Hi! Happy be-lated New Year!

Yes, it has  been a long time since I posted. I’ll skip the excuses and get on to the goods.

So remember I’d been knitting several gifts for friends/family for Christmas? Well, here are the pictures I have of those. Unfortunately, I forgot to take pictures of all of them before I wrapped them up. But as the French say, tant pis!

I’m sorry the lighting isn’t so good for some of these. I do the best with what I got.

Mittens and a matching tam (not pictured) for Momma in Choclate, by Deborah Norville. They match the scarf I made for her last winter — my first ever knitting project. Isn’t that sweet? I’m a married woman but I still like to make things for my Mom in the hopes that she’ll put them on the fridge.

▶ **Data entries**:
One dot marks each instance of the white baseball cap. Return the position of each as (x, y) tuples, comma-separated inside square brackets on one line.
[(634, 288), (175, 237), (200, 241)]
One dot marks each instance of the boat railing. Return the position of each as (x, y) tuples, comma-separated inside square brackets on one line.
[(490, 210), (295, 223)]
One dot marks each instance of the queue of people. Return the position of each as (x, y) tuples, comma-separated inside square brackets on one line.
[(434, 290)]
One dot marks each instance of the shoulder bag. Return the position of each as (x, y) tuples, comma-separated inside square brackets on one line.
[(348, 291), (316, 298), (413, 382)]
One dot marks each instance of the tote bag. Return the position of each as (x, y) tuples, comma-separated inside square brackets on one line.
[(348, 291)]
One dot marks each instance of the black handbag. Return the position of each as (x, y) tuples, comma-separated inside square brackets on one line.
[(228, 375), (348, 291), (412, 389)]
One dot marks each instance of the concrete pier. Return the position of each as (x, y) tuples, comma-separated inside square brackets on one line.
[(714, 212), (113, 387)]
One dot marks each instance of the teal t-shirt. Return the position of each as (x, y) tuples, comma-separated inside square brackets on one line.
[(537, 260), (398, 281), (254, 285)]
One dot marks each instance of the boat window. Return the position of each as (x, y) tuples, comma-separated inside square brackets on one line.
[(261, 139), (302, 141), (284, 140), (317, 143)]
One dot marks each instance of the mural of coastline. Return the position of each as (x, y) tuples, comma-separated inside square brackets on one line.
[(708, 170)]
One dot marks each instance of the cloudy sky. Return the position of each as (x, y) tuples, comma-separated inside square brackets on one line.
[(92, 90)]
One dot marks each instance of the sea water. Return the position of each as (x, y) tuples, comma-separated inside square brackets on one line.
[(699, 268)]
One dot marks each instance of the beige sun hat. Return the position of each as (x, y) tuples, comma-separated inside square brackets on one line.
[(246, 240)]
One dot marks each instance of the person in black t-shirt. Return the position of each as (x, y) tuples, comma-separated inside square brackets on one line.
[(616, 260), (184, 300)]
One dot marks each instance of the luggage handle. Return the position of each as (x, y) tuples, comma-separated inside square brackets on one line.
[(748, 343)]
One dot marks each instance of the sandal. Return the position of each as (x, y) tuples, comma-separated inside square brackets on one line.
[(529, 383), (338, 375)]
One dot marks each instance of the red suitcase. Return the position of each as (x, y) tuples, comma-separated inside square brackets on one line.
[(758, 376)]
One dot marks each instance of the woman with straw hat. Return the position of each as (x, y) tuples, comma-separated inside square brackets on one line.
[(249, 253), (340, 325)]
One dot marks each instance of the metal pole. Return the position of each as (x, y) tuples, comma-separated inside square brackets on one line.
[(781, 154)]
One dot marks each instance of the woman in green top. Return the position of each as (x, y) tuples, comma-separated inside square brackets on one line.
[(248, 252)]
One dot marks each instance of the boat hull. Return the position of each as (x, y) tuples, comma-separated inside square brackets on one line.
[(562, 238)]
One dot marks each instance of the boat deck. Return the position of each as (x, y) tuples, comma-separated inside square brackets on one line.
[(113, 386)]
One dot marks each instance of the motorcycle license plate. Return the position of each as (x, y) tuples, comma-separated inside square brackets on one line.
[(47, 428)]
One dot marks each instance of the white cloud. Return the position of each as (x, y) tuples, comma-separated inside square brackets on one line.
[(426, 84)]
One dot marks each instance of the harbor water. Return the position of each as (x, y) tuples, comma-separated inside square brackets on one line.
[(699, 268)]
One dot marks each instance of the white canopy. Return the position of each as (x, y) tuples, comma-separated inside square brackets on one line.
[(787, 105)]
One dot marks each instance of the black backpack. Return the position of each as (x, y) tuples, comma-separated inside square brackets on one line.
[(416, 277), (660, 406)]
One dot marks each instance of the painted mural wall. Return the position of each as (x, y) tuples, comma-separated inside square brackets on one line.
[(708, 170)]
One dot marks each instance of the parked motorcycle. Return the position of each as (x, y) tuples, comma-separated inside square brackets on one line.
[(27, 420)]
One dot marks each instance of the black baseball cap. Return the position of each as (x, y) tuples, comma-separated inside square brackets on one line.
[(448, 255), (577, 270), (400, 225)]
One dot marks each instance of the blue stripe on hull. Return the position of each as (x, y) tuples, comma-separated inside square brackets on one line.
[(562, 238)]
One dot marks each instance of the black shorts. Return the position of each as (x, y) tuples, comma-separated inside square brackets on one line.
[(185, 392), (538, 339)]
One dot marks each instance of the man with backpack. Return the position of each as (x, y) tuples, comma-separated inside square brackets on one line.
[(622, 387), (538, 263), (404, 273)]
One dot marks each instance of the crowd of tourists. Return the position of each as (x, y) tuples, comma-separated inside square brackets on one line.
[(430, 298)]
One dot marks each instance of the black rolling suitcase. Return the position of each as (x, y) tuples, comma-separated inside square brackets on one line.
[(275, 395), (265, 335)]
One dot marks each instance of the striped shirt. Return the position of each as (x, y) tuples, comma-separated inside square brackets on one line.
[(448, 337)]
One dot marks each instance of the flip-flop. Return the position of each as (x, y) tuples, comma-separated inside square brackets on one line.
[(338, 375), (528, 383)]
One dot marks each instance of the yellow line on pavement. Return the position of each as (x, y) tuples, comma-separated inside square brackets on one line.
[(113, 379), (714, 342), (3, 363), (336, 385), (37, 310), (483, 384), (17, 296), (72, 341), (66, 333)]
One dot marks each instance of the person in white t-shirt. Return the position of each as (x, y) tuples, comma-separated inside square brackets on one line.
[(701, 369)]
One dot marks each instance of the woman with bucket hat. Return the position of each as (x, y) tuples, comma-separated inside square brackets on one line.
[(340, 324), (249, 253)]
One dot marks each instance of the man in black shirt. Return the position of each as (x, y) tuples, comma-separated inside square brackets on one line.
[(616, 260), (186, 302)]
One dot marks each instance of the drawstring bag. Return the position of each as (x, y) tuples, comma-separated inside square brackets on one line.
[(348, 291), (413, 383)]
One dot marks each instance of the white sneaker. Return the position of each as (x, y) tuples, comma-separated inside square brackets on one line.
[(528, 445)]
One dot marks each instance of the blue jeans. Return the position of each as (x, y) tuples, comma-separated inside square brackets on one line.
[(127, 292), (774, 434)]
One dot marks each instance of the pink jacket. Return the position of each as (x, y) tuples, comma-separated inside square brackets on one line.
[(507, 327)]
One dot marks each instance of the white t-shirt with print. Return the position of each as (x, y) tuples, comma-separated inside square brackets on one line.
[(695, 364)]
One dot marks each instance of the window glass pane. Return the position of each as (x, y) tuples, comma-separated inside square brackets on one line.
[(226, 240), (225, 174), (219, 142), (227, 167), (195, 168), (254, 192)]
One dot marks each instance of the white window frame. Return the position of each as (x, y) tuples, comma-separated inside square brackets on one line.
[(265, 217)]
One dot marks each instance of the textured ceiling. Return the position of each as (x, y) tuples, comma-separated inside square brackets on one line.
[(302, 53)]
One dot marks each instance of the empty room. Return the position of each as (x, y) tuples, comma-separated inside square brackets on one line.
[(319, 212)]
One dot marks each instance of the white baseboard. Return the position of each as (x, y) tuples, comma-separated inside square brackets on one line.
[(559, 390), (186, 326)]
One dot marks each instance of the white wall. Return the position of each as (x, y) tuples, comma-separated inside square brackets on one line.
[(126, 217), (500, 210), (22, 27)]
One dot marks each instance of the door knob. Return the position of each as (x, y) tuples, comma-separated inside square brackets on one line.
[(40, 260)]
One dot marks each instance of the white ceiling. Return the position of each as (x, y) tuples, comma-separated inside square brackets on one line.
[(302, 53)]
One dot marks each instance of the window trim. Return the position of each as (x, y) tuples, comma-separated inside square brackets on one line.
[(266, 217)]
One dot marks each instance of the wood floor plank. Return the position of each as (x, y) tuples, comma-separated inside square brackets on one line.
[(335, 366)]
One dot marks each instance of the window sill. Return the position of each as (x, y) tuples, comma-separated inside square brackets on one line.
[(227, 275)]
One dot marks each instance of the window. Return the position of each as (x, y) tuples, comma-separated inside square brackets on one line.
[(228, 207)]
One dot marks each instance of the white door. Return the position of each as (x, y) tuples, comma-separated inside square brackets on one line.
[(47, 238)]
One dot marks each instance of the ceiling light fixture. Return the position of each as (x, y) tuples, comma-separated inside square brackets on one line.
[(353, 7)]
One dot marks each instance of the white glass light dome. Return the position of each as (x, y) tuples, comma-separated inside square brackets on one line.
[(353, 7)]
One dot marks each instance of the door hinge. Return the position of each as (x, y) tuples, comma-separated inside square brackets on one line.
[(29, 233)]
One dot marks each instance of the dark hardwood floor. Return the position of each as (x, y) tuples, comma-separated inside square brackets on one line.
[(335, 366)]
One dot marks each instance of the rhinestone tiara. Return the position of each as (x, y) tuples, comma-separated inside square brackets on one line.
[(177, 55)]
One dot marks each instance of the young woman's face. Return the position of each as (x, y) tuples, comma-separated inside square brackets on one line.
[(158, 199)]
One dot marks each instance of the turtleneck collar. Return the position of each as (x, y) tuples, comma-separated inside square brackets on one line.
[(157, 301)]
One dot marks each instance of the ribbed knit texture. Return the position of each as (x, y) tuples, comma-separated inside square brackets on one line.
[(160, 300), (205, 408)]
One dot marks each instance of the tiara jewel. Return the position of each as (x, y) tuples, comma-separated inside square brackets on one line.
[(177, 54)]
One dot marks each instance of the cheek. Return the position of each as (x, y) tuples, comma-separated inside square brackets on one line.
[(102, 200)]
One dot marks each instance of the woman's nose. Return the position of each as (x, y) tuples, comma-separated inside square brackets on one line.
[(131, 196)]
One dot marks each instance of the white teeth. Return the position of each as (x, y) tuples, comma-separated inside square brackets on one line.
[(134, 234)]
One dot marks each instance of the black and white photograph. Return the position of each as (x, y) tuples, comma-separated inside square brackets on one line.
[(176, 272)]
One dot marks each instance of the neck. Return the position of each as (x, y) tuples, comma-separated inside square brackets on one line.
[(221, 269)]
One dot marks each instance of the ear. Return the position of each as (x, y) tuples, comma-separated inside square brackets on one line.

▶ **THE TASKS**:
1/ According to the knitting post, what was the writer's first ever knitting project?
2/ Write what comes next in the knitting post, picking up right after its final sentence.

▶ **RESULTS OF THE TASKS**:
1/ The scarf the writer made for Momma last winter.

2/
Why yes, that is a Melanie Fallick pattern from her delicious book Weekend Knitting. The pattern was straight forward (my kind of project) and the final product looked pretty darn good for my first pair of mittens — another box to tick. I made another pair for my bro-in-law’s gf out of Wensleydale wool in Oatmeal. Unfortuantely I don’t have a picture of those, but i can tell you they were lovely and neutral and super warm because I lined them with fleece. I used a little bit of the leftover yarn for the strip in my hubby’s hat, pictured  below.

Next here’s the hat I knitted for my fella. I used the wool I bought when we were on our honeymoon in Maine. (I subsequently accidentally deleted all of our pictures from that trip, so little momentos like this are pretty special, if you know what I mean).  It’s spun by the last living Shakers in the world  from their community at Sabbathday Lake. And yes, we did go to a Shaker community on our honeymoon.

It’s warm and wooly with 2×2 ribbing. It’s a basic man hat. No frills. They like it that way.

Isn’t he cute? And the scenery’s not bad either. This was on our sledding day. England in the snow at Christmas is so ridiculously picturesque and nostalgic. We’re talking Dickens’ A Christmas Carol.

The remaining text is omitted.